- DATA TO USE:

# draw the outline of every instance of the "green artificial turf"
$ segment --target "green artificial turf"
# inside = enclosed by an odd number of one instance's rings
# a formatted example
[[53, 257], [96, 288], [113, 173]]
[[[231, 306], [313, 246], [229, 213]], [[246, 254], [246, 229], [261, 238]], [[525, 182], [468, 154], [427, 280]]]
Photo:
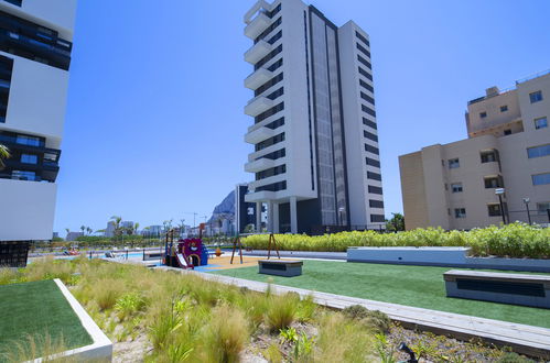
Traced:
[[67, 349], [93, 343], [53, 280], [0, 286], [0, 352], [13, 352], [15, 343], [25, 346], [28, 337], [40, 345], [46, 333], [54, 344], [63, 338]]
[[304, 261], [303, 275], [296, 277], [260, 275], [257, 266], [209, 273], [550, 328], [548, 309], [447, 298], [443, 273], [450, 270], [453, 268]]

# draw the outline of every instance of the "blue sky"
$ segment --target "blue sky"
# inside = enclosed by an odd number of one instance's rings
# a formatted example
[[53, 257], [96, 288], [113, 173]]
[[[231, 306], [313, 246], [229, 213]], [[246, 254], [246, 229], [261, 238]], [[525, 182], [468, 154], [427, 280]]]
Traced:
[[[192, 222], [252, 177], [242, 15], [254, 1], [129, 4], [78, 3], [55, 231], [114, 215]], [[313, 4], [370, 34], [387, 215], [402, 211], [399, 155], [465, 139], [470, 99], [550, 68], [548, 0]]]

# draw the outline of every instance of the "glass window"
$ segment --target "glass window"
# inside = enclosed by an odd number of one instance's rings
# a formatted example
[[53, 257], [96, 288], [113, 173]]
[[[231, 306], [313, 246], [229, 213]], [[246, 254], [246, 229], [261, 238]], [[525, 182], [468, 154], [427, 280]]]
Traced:
[[502, 176], [489, 176], [483, 179], [485, 182], [485, 189], [504, 188], [504, 180]]
[[460, 162], [460, 160], [459, 160], [459, 158], [451, 158], [451, 160], [449, 161], [449, 168], [450, 168], [450, 169], [455, 169], [455, 168], [457, 168], [457, 167], [461, 167], [461, 162]]
[[547, 185], [550, 184], [550, 173], [532, 175], [532, 185]]
[[21, 154], [21, 163], [24, 163], [24, 164], [37, 164], [39, 163], [39, 156], [37, 155], [32, 155], [32, 154]]
[[496, 150], [481, 152], [481, 156], [482, 156], [482, 164], [495, 163], [498, 161]]
[[529, 94], [529, 100], [531, 101], [531, 103], [542, 101], [542, 91]]
[[33, 136], [18, 135], [18, 139], [15, 142], [18, 144], [21, 144], [21, 145], [40, 146], [40, 139], [33, 138]]
[[543, 201], [537, 204], [537, 211], [539, 213], [547, 213], [550, 209], [550, 201]]
[[462, 183], [451, 184], [451, 190], [453, 190], [453, 193], [462, 193]]
[[546, 128], [548, 128], [547, 118], [535, 119], [535, 129], [540, 130]]
[[527, 148], [527, 156], [529, 158], [542, 157], [548, 155], [550, 155], [550, 144]]
[[454, 218], [466, 218], [466, 208], [455, 208]]
[[503, 216], [500, 211], [500, 205], [487, 205], [489, 217]]

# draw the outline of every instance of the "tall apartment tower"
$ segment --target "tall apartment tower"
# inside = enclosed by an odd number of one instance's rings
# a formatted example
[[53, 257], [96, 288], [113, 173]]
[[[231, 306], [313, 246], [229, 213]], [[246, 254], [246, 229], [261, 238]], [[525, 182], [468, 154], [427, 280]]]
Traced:
[[[268, 230], [379, 228], [384, 200], [369, 36], [300, 0], [259, 0], [245, 15], [254, 65], [245, 86], [255, 150], [246, 201], [267, 205]], [[257, 213], [257, 223], [260, 216]]]
[[76, 0], [0, 0], [0, 241], [52, 240]]
[[549, 118], [550, 72], [470, 101], [468, 139], [399, 157], [407, 229], [549, 223]]

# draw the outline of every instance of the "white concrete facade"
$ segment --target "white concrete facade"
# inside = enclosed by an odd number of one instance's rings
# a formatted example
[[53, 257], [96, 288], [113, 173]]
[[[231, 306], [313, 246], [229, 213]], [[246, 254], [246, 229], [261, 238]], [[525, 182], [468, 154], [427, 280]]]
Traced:
[[[373, 89], [368, 35], [353, 22], [338, 29], [301, 0], [260, 0], [245, 23], [254, 41], [245, 54], [254, 65], [245, 87], [255, 91], [245, 108], [255, 118], [245, 135], [255, 145], [245, 170], [256, 174], [246, 201], [267, 205], [272, 232], [382, 223], [381, 176], [368, 180], [366, 165], [368, 156], [379, 176], [379, 157], [365, 147], [378, 145], [363, 132], [364, 118], [376, 128], [373, 91], [359, 82]], [[357, 43], [368, 67], [357, 61]], [[369, 135], [377, 140], [376, 129]], [[375, 197], [369, 185], [378, 188]]]
[[550, 73], [516, 86], [470, 101], [470, 139], [400, 156], [407, 229], [549, 222]]
[[51, 240], [76, 0], [0, 1], [0, 241]]

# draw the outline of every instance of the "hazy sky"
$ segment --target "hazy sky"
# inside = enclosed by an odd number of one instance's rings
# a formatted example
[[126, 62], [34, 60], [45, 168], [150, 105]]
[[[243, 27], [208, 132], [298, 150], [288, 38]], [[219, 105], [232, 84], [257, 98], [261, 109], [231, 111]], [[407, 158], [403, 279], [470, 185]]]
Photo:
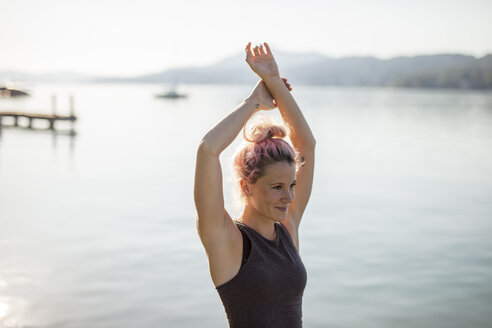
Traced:
[[138, 75], [248, 41], [328, 56], [492, 53], [490, 0], [0, 0], [0, 70]]

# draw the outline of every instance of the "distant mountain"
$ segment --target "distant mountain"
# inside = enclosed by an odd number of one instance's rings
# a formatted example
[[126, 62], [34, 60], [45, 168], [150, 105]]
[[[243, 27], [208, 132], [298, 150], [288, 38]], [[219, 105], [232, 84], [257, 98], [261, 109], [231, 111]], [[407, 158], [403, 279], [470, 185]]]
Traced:
[[[492, 89], [492, 54], [479, 59], [461, 54], [441, 54], [382, 60], [277, 52], [275, 58], [282, 76], [297, 85]], [[3, 73], [0, 72], [0, 80], [5, 75], [8, 77]], [[170, 69], [132, 78], [94, 78], [67, 73], [26, 74], [25, 77], [21, 80], [180, 84], [244, 84], [257, 80], [245, 63], [244, 54], [206, 67]]]
[[0, 82], [10, 80], [17, 82], [91, 82], [96, 77], [72, 72], [31, 74], [18, 71], [0, 71]]
[[[397, 57], [329, 58], [318, 54], [277, 53], [282, 76], [293, 83], [326, 86], [393, 86], [419, 88], [492, 89], [492, 55], [477, 59], [460, 54]], [[104, 82], [253, 83], [256, 76], [243, 55], [207, 67], [180, 68]]]

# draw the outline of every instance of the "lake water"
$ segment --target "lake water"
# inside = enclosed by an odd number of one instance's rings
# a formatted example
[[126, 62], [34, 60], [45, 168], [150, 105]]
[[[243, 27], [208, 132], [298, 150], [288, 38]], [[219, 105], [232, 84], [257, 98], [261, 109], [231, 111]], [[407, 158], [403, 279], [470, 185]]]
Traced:
[[[226, 327], [195, 229], [195, 153], [251, 86], [181, 90], [38, 85], [0, 99], [49, 113], [56, 93], [62, 114], [73, 94], [79, 117], [75, 137], [2, 130], [0, 327]], [[293, 94], [317, 140], [304, 326], [490, 327], [492, 94]], [[226, 181], [238, 145], [221, 156]]]

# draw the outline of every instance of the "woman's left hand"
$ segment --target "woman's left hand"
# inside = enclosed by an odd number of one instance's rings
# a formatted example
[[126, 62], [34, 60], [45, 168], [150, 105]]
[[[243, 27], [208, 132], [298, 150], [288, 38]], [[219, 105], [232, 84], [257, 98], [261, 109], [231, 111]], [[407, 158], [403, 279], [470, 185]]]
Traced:
[[[263, 48], [263, 45], [265, 46]], [[258, 74], [263, 80], [270, 77], [278, 77], [279, 71], [275, 58], [268, 46], [268, 43], [255, 46], [251, 49], [251, 42], [246, 45], [246, 62], [249, 67]]]

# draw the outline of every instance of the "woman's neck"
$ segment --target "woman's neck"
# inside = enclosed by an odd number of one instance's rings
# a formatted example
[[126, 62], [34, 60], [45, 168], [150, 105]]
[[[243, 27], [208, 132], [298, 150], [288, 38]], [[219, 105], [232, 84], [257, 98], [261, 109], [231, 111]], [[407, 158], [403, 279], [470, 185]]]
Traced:
[[259, 213], [252, 210], [248, 206], [244, 208], [243, 215], [241, 215], [238, 221], [244, 223], [250, 228], [253, 228], [266, 239], [275, 240], [277, 238], [275, 221], [259, 215]]

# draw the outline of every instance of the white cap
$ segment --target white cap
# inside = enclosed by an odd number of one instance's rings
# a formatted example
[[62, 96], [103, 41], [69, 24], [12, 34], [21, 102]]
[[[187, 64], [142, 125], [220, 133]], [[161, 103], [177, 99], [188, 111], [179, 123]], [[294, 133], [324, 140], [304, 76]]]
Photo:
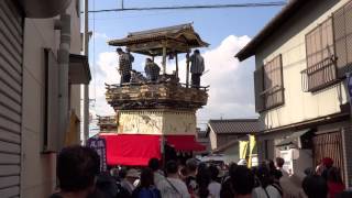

- STATED PROBLEM:
Could you swap "white cap" for "red cap" in the lines starting with the one containing "# draw the outline of every instance of the white" and going on through the last line, changing nothing else? Give only those lines, without the pictures.

- RESULT BELOW:
# draw the outline of every instance of the red cap
$ segment --target red cap
# inside = enclosed by an odd number of one instance's rings
# a formatted example
[[62, 96], [103, 41], [69, 24], [12, 34], [21, 102]]
[[[187, 64], [142, 125], [220, 133]], [[161, 103], [177, 99], [188, 111], [179, 123]], [[294, 133], [324, 140], [304, 76]]]
Photo:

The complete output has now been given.